# THE REQUEST
Return the data from the line containing "search for snow" through the final line, inclusive, as a JSON list of strings with one string per line and blank lines left out.

# DATA FOR THE TASK
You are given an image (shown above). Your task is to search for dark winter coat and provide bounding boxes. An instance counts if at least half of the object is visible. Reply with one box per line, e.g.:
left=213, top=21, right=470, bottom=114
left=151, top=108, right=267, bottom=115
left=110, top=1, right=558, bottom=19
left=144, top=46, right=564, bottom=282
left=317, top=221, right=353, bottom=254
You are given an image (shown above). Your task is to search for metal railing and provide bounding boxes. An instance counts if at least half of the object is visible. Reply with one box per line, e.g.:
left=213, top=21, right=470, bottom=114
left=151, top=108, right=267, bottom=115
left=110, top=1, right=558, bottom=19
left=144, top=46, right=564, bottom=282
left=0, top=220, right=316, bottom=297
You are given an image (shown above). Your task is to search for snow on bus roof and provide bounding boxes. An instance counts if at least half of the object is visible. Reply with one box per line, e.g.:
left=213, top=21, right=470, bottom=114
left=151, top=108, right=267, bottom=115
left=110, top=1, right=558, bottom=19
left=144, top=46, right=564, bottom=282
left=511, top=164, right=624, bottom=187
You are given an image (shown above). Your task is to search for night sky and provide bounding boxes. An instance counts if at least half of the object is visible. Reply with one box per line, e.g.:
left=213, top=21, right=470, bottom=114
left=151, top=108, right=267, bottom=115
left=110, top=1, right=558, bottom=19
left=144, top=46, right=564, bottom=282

# RESULT OF THE EXERCISE
[
  "You are given an image (shown above). Your task is to search for snow on bus roof and provide bounding boxes. An instance counts if at least half of the object is visible. Reply with one box per line, e.g.:",
  "left=213, top=21, right=470, bottom=114",
  "left=151, top=108, right=267, bottom=115",
  "left=110, top=1, right=558, bottom=19",
  "left=144, top=46, right=564, bottom=282",
  "left=511, top=164, right=624, bottom=187",
  "You are given an image (shown above). Your task is to search for night sky and provide bounding boxes. An instance counts if at least half of the object is visible. Reply with one box per line, e.g.:",
  "left=213, top=21, right=470, bottom=114",
  "left=151, top=108, right=267, bottom=115",
  "left=110, top=1, right=558, bottom=19",
  "left=144, top=46, right=564, bottom=282"
]